• Task to carry out:
Reproduce, exactly as they appear, the line containing "[spot] the yellow building" and every line after it, ending with the last line of the records.

***** Supplied information *****

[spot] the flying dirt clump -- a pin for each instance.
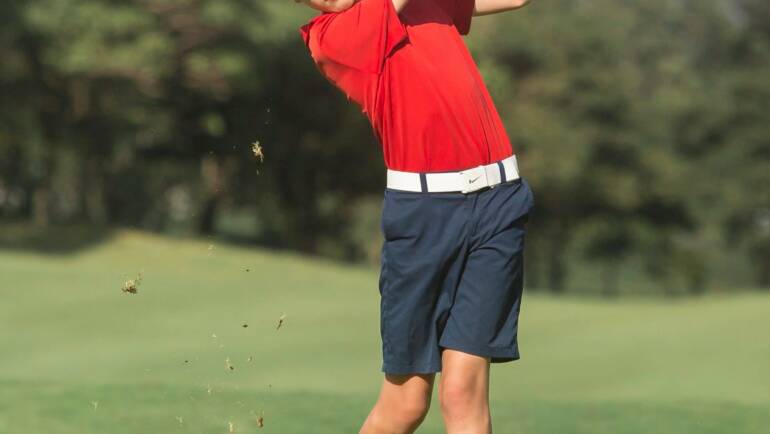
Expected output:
(132, 285)
(257, 150)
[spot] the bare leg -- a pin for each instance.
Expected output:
(464, 393)
(402, 405)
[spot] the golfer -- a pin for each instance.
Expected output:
(454, 206)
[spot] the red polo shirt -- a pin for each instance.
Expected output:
(414, 78)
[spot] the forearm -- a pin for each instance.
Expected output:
(486, 7)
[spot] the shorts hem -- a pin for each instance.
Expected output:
(397, 369)
(496, 355)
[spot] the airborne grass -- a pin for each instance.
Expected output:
(78, 355)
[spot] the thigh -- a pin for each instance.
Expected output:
(398, 389)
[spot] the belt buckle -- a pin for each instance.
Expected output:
(474, 179)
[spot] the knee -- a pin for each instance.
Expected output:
(412, 411)
(459, 398)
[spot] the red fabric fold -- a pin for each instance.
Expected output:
(360, 37)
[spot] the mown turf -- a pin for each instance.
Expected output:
(77, 355)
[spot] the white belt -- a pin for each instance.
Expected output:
(464, 181)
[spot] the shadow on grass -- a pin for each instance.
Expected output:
(55, 239)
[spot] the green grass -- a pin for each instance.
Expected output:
(70, 338)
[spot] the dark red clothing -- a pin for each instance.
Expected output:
(415, 80)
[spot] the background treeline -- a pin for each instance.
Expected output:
(643, 127)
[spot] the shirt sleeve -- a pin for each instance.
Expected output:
(359, 37)
(463, 12)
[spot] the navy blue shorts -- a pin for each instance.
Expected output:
(451, 274)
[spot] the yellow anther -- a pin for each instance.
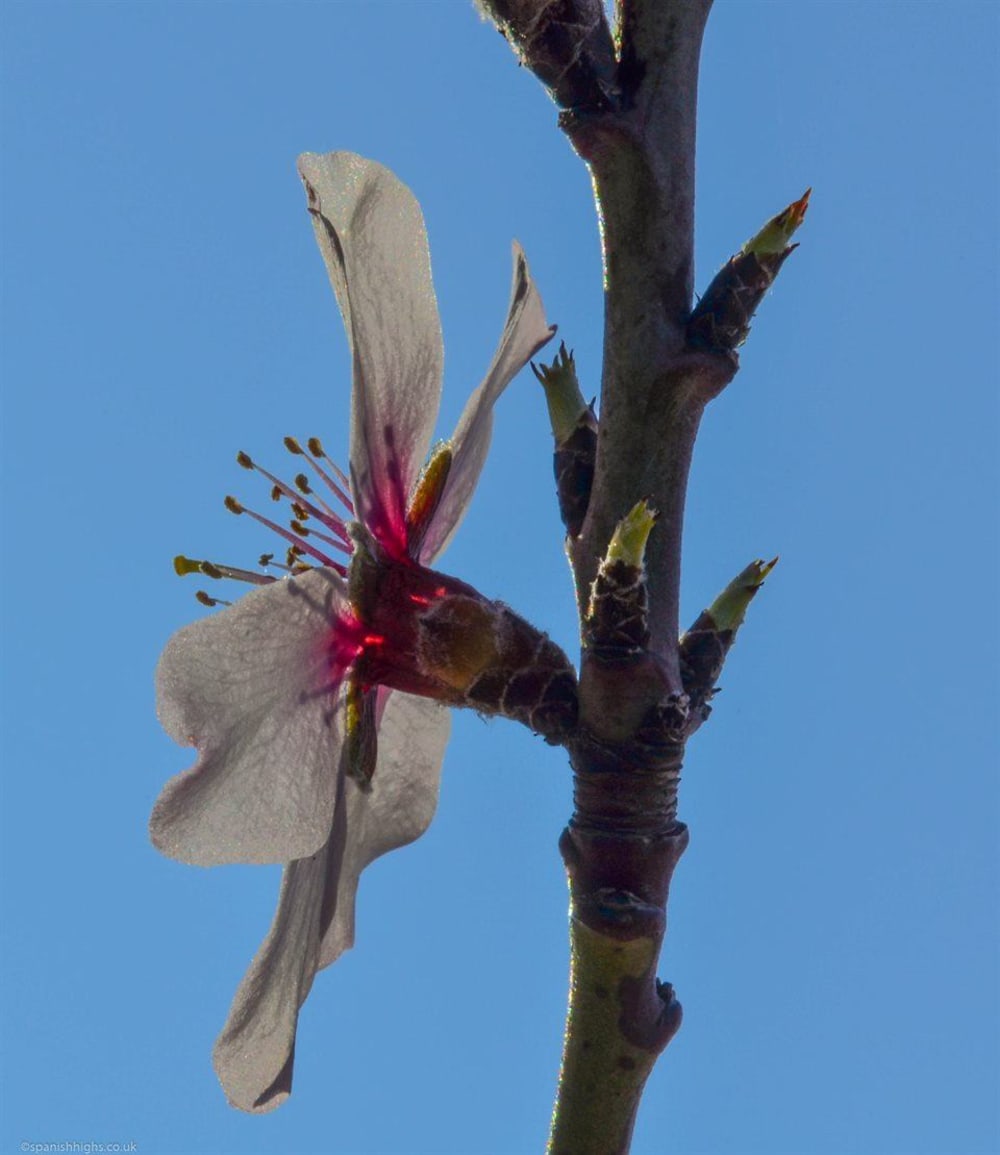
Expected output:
(184, 566)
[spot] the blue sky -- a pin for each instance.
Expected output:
(834, 925)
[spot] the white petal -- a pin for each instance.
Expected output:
(412, 736)
(254, 1053)
(315, 917)
(524, 333)
(254, 688)
(371, 233)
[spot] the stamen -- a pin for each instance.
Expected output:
(305, 531)
(316, 451)
(330, 520)
(323, 560)
(184, 566)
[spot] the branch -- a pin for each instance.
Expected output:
(631, 116)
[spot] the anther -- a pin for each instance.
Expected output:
(184, 566)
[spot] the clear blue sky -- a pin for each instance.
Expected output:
(834, 925)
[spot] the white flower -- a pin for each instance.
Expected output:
(276, 692)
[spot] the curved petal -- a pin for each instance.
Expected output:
(254, 687)
(371, 233)
(412, 736)
(524, 333)
(315, 917)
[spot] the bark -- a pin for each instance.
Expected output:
(633, 123)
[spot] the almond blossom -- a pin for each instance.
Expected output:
(284, 692)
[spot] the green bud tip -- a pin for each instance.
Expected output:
(562, 395)
(184, 566)
(631, 535)
(778, 231)
(729, 609)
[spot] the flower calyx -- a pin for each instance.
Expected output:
(430, 634)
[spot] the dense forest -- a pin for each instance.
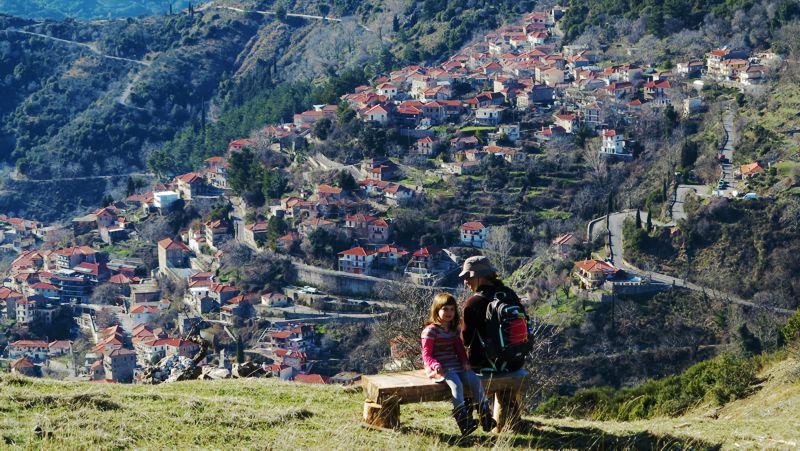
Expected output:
(757, 20)
(88, 9)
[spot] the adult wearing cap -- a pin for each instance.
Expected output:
(481, 278)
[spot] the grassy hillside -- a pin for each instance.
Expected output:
(268, 413)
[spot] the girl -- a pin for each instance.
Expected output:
(446, 360)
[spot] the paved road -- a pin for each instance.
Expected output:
(91, 47)
(616, 221)
(727, 149)
(15, 177)
(272, 13)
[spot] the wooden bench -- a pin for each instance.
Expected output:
(385, 393)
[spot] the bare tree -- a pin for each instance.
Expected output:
(498, 247)
(107, 293)
(154, 230)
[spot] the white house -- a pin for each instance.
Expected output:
(490, 115)
(510, 130)
(143, 314)
(377, 114)
(473, 234)
(356, 260)
(38, 350)
(163, 199)
(387, 89)
(274, 299)
(613, 143)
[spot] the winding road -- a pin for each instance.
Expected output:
(614, 233)
(272, 13)
(91, 47)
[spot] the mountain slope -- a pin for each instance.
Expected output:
(269, 413)
(87, 9)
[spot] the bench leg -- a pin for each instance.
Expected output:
(386, 415)
(507, 409)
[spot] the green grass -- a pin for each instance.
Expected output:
(533, 192)
(785, 168)
(266, 414)
(553, 214)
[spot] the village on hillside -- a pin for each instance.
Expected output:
(138, 307)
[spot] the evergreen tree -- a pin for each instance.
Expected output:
(241, 170)
(346, 181)
(239, 350)
(749, 344)
(280, 12)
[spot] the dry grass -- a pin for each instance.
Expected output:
(272, 414)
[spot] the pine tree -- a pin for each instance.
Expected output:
(239, 350)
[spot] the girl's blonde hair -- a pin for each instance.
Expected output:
(439, 301)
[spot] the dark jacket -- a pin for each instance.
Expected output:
(474, 323)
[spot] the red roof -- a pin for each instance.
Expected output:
(359, 251)
(327, 189)
(23, 362)
(360, 217)
(472, 226)
(30, 344)
(43, 286)
(427, 251)
(565, 239)
(143, 309)
(752, 168)
(391, 249)
(597, 265)
(169, 243)
(191, 177)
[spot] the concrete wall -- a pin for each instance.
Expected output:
(343, 283)
(338, 282)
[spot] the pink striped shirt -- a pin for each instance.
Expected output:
(442, 349)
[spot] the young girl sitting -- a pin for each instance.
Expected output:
(446, 361)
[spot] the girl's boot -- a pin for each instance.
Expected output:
(487, 422)
(464, 420)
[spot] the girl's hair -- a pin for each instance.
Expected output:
(439, 301)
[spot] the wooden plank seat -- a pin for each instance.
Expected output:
(386, 392)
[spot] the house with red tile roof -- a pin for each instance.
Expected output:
(473, 233)
(173, 254)
(390, 257)
(191, 184)
(26, 367)
(36, 350)
(356, 260)
(749, 170)
(592, 274)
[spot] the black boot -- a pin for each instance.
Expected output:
(487, 422)
(465, 422)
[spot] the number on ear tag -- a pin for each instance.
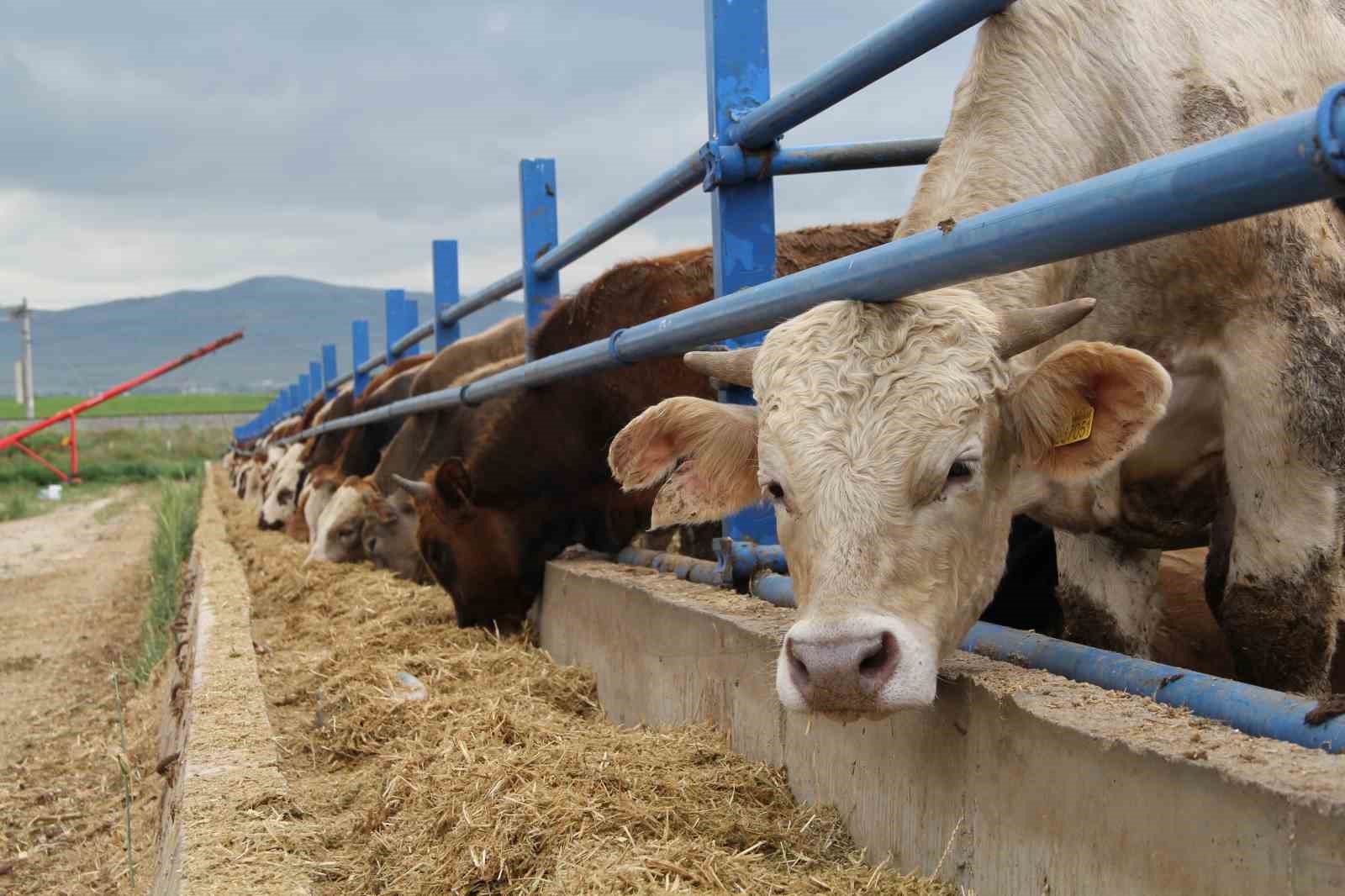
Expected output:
(1080, 427)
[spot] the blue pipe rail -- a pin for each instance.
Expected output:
(674, 182)
(1250, 709)
(905, 40)
(898, 44)
(1263, 168)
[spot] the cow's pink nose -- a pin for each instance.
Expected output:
(842, 672)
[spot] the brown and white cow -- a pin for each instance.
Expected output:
(533, 481)
(410, 443)
(390, 517)
(896, 440)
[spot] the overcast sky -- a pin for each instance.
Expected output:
(147, 147)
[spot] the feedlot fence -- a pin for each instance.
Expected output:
(1286, 161)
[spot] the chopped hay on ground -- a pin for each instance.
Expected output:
(506, 777)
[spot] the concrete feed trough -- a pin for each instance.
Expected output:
(1015, 782)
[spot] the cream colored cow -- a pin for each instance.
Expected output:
(896, 441)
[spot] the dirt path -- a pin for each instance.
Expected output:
(71, 591)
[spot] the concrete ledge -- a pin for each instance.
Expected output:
(225, 806)
(1019, 781)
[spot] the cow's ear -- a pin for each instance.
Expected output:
(454, 485)
(705, 450)
(1086, 407)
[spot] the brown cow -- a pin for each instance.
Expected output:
(409, 447)
(535, 481)
(362, 445)
(389, 521)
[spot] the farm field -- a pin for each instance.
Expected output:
(143, 405)
(107, 461)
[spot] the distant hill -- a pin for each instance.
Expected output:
(284, 320)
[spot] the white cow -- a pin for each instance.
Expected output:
(896, 441)
(282, 494)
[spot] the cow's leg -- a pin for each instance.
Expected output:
(1274, 582)
(1109, 593)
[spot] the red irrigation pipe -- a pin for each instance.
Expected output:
(17, 439)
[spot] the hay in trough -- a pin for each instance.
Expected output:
(493, 770)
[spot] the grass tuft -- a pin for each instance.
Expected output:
(15, 506)
(175, 522)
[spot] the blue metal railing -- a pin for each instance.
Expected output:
(1282, 163)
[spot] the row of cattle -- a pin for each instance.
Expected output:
(1183, 392)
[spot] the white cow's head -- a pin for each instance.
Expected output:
(894, 443)
(338, 539)
(282, 494)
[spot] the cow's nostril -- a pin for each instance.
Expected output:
(881, 656)
(797, 667)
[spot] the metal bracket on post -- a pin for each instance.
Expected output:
(360, 354)
(446, 293)
(330, 370)
(393, 319)
(541, 232)
(743, 214)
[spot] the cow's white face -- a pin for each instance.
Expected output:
(338, 535)
(319, 495)
(894, 444)
(282, 490)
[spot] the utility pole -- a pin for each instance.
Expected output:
(24, 314)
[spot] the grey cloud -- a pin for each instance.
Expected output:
(188, 145)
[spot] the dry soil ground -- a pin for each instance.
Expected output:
(71, 591)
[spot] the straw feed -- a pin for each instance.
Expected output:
(428, 759)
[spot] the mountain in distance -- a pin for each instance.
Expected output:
(286, 320)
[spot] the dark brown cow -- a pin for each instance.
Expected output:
(362, 445)
(533, 481)
(389, 521)
(409, 447)
(417, 443)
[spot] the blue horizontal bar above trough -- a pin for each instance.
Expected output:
(658, 192)
(915, 34)
(1263, 168)
(1255, 710)
(730, 165)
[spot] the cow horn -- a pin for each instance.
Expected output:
(1024, 329)
(728, 366)
(421, 490)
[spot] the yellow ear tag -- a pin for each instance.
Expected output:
(1080, 427)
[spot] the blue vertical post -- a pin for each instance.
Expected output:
(330, 370)
(446, 293)
(360, 354)
(743, 215)
(541, 232)
(410, 319)
(393, 302)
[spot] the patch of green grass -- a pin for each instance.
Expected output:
(116, 456)
(17, 506)
(175, 522)
(141, 405)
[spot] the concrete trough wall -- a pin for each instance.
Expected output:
(1017, 782)
(225, 804)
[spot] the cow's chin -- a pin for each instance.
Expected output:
(864, 667)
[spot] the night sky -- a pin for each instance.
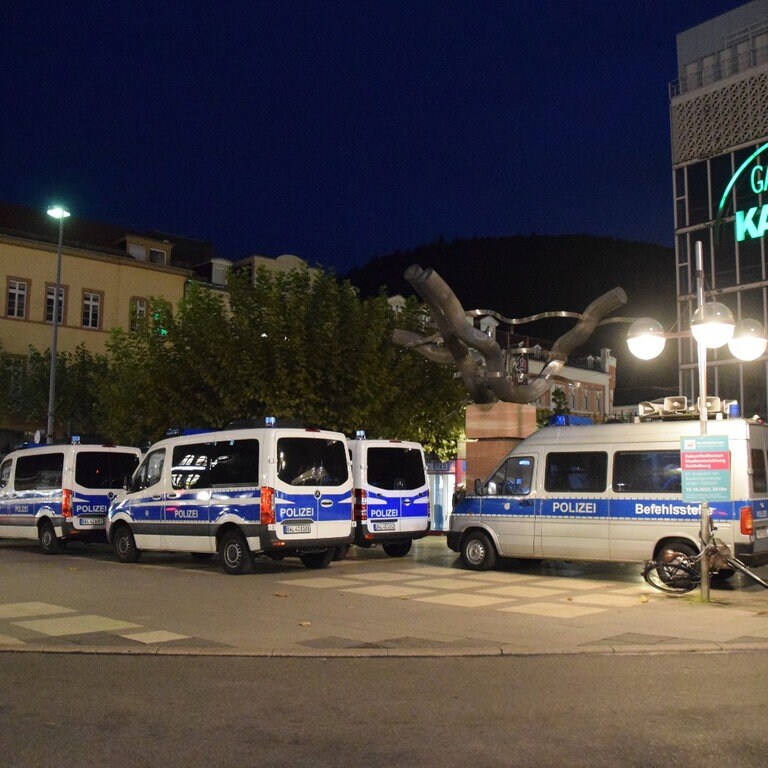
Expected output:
(339, 131)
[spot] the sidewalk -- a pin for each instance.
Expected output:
(424, 604)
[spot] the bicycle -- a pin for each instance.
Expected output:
(678, 573)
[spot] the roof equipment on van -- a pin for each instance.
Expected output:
(672, 408)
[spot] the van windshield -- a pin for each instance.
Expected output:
(395, 469)
(98, 469)
(311, 461)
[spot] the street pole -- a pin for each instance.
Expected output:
(59, 213)
(703, 417)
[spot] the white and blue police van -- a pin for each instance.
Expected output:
(274, 491)
(391, 493)
(61, 493)
(613, 492)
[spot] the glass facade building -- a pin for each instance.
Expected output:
(719, 132)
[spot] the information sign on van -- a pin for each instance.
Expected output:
(705, 462)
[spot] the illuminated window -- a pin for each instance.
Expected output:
(50, 292)
(16, 305)
(91, 309)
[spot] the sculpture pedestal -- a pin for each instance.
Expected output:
(492, 432)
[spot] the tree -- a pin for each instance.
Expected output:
(300, 346)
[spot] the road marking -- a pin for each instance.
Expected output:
(382, 576)
(322, 582)
(463, 600)
(552, 610)
(522, 590)
(158, 636)
(386, 590)
(22, 610)
(75, 625)
(613, 601)
(7, 640)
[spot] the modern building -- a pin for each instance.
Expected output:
(719, 131)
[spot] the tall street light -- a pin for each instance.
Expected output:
(712, 326)
(60, 213)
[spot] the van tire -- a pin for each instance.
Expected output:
(340, 553)
(477, 552)
(397, 548)
(46, 535)
(317, 560)
(236, 557)
(125, 545)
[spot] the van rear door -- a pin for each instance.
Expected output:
(313, 487)
(395, 482)
(507, 505)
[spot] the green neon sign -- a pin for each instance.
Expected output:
(753, 222)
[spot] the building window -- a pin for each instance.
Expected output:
(50, 291)
(17, 299)
(139, 309)
(91, 309)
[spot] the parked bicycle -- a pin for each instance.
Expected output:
(678, 572)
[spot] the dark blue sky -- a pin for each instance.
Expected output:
(343, 130)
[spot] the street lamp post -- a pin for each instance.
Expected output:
(60, 213)
(713, 326)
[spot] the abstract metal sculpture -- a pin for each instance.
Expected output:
(481, 362)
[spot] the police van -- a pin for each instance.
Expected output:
(61, 493)
(391, 493)
(274, 491)
(612, 492)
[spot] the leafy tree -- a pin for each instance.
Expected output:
(301, 346)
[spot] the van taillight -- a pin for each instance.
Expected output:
(747, 521)
(361, 505)
(66, 503)
(267, 516)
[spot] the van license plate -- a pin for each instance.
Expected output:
(92, 521)
(297, 528)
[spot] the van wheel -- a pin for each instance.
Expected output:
(235, 556)
(125, 545)
(397, 548)
(46, 535)
(673, 561)
(340, 553)
(317, 559)
(477, 552)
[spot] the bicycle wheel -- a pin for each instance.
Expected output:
(737, 565)
(676, 577)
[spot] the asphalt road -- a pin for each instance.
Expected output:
(375, 661)
(588, 710)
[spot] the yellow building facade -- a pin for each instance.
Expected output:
(99, 291)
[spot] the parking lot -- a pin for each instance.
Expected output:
(368, 604)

*****

• Solution for this problem:
[spot] the yellow building facade -- a pin for each instance.
Expected output:
(99, 291)
[spot] the parking lot -- a pin for each instance.
Expected output:
(368, 604)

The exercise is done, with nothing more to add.